#### Exercise task
The lines to be copied run from the one containing "Question. The picture above shows the hillside." to the end of the material below; reproduce them exactly, including both ends, and nothing more.

(Point annotation records)
+++

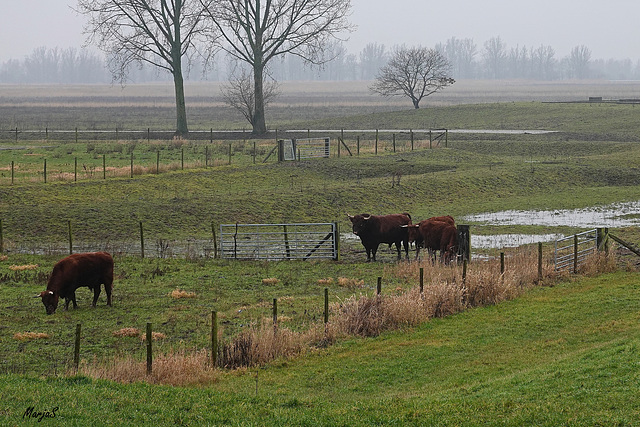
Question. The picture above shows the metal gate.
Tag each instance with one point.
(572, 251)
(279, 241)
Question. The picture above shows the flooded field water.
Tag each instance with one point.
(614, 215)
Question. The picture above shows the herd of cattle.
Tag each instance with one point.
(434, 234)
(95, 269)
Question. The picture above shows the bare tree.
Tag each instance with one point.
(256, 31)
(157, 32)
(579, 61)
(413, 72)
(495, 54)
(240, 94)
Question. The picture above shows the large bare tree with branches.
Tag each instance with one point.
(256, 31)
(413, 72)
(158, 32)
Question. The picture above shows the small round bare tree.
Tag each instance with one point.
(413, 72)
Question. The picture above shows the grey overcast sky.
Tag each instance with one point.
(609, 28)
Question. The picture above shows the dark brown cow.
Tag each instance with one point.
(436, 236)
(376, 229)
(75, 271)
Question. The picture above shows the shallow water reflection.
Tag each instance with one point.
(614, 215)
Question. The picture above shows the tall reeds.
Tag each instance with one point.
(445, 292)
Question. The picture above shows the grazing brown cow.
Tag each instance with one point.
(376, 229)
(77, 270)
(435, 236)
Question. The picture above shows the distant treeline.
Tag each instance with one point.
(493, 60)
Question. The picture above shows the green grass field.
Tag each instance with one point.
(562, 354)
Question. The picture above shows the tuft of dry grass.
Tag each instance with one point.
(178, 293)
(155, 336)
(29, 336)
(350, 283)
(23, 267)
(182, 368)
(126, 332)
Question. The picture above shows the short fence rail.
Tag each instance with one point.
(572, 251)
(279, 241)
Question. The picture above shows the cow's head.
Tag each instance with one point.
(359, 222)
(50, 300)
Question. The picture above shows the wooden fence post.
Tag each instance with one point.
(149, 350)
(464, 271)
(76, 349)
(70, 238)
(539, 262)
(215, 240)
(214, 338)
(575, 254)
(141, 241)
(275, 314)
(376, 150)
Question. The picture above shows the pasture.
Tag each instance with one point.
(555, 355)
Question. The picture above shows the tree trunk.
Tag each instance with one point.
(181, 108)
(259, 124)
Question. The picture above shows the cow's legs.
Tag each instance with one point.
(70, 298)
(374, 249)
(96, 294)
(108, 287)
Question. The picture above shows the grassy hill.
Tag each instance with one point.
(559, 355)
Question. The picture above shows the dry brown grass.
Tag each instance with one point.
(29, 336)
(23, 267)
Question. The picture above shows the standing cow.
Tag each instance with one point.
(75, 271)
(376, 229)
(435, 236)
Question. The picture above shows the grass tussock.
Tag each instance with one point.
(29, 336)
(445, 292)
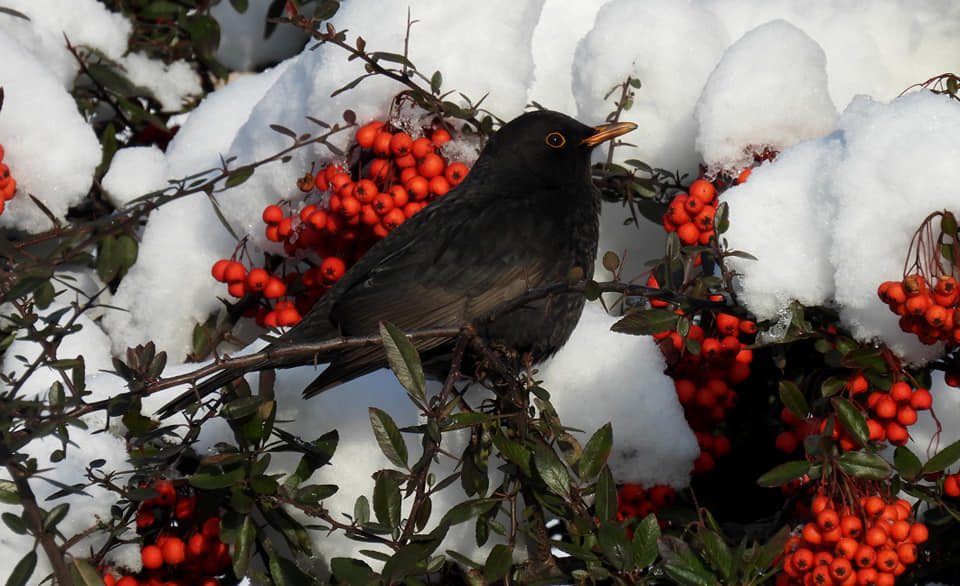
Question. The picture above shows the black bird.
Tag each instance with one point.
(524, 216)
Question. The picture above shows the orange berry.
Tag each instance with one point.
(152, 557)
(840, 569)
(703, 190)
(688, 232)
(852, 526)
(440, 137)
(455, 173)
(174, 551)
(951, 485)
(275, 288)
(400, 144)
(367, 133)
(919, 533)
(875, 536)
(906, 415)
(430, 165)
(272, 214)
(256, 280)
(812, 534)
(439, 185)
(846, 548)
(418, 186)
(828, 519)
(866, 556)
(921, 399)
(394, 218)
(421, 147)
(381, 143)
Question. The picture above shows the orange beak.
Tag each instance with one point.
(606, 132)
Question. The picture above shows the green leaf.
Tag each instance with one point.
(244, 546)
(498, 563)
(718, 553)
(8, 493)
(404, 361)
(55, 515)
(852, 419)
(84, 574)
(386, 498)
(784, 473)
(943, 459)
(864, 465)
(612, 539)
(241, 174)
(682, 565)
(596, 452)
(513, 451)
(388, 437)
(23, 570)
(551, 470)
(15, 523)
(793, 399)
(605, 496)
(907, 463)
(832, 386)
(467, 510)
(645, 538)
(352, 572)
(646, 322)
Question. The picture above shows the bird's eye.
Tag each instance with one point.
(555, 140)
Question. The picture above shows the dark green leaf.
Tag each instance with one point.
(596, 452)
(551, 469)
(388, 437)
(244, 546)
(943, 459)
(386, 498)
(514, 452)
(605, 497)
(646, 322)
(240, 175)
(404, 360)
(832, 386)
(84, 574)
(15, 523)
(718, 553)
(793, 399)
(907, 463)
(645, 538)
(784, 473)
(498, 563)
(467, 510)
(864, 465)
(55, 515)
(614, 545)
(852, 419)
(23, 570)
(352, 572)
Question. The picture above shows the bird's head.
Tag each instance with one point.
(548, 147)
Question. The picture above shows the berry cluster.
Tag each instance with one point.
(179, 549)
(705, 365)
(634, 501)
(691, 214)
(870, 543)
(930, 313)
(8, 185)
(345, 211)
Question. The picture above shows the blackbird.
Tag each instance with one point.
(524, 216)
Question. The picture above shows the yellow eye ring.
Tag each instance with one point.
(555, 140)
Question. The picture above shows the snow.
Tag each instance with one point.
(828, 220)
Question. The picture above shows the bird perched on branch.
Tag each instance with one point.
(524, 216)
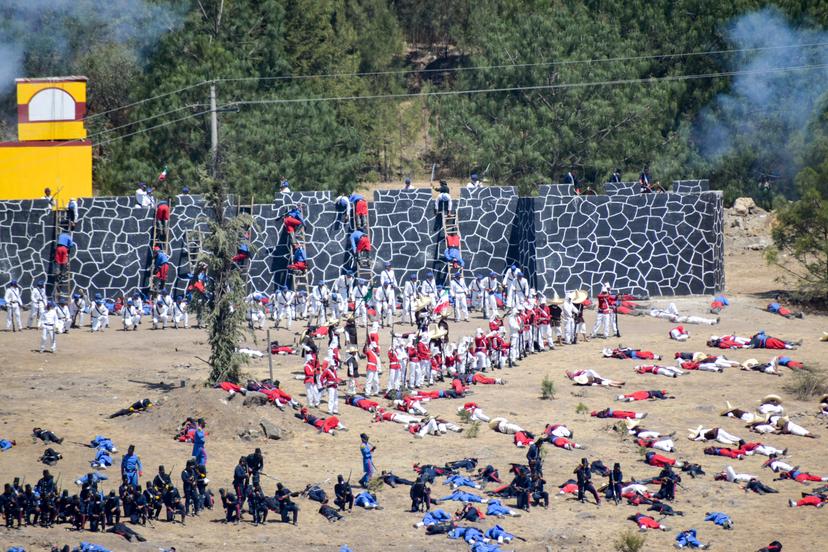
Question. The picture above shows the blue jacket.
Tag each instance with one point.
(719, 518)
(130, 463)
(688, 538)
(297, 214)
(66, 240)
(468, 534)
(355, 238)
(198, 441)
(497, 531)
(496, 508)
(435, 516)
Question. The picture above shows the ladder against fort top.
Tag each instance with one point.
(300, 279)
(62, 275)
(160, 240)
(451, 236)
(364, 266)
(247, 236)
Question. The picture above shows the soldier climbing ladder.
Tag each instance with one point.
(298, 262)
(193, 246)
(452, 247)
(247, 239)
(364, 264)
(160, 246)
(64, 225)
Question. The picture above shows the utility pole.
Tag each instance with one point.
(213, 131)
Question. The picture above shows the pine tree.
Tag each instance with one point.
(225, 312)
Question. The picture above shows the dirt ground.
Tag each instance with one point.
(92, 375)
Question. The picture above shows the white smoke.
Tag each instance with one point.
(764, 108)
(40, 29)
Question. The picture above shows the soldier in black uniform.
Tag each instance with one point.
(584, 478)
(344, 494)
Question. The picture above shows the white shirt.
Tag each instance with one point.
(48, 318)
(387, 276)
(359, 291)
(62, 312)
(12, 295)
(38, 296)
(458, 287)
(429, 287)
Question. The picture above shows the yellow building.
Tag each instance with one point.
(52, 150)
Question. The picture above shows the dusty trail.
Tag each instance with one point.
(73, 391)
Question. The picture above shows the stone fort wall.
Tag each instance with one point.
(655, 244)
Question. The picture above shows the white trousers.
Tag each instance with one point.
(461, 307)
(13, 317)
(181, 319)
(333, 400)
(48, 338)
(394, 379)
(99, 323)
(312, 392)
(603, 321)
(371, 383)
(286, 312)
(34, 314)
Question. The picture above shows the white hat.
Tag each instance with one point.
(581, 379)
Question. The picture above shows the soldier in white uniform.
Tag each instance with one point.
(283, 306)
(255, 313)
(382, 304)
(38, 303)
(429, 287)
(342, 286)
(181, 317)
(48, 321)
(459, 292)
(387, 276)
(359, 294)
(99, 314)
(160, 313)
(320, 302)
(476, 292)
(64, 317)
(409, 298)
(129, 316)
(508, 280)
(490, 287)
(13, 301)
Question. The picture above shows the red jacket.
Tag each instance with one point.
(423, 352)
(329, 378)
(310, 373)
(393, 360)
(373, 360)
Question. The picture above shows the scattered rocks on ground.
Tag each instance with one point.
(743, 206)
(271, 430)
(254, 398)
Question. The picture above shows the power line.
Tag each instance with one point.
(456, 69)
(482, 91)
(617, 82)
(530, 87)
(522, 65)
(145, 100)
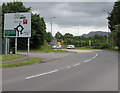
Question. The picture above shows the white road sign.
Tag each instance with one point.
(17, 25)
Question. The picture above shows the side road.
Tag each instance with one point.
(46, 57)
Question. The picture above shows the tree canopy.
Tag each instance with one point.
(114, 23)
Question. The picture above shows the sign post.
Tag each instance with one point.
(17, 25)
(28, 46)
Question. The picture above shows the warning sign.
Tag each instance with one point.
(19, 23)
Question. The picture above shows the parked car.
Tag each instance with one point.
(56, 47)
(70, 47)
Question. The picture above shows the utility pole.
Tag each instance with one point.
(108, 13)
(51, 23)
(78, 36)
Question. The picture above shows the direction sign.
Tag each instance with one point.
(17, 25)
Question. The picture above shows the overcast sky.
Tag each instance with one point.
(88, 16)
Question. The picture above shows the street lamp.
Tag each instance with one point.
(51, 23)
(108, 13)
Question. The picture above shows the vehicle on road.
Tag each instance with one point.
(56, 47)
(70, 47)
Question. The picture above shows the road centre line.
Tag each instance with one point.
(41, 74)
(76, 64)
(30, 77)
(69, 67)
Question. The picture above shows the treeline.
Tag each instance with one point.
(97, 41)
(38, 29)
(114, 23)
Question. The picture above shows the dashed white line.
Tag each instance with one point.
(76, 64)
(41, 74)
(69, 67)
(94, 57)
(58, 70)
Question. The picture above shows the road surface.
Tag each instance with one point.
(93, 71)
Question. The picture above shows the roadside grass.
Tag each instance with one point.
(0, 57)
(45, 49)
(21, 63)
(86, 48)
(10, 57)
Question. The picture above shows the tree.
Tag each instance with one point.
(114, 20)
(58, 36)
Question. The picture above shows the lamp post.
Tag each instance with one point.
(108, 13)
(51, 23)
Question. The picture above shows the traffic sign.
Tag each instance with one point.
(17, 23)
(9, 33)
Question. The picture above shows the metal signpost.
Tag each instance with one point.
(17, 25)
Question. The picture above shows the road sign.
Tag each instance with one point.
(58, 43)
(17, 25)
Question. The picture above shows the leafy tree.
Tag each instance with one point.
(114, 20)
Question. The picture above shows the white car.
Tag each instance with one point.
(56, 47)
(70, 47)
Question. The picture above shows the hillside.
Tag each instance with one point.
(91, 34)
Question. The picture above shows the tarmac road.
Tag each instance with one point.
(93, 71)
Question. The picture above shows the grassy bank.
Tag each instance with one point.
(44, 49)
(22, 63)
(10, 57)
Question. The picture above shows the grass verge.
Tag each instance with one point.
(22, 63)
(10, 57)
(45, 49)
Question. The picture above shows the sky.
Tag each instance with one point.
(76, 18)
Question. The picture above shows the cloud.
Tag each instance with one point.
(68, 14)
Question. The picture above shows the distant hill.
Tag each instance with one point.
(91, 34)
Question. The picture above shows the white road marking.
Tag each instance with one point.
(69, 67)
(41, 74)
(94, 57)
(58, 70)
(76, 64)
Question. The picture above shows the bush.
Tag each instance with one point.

+++

#### Response to this task
Question. The picture above shows the hillside.
Tag each instance with one point.
(91, 34)
Question. The picture above shows the tarmac road.
Tag each instance with one point.
(93, 71)
Question. The picture above shows the grassy bank.
Tag each instance with one point.
(44, 49)
(22, 63)
(10, 57)
Question. The picture above shows the grass verge.
Tag each instance with one point.
(22, 63)
(10, 57)
(45, 49)
Question. The picture above shows the sky.
Tag each instance with one point.
(76, 18)
Question. The picture above shows the cloud.
Tag each instance with one point.
(68, 14)
Question. The picture above shows the distant hill.
Tag each instance with one point.
(91, 34)
Question. The picture above shows the white road marking.
Tag each instance with one point.
(69, 67)
(41, 74)
(94, 57)
(58, 70)
(76, 64)
Question. The picture above shows the bush.
Tag each instance with one point.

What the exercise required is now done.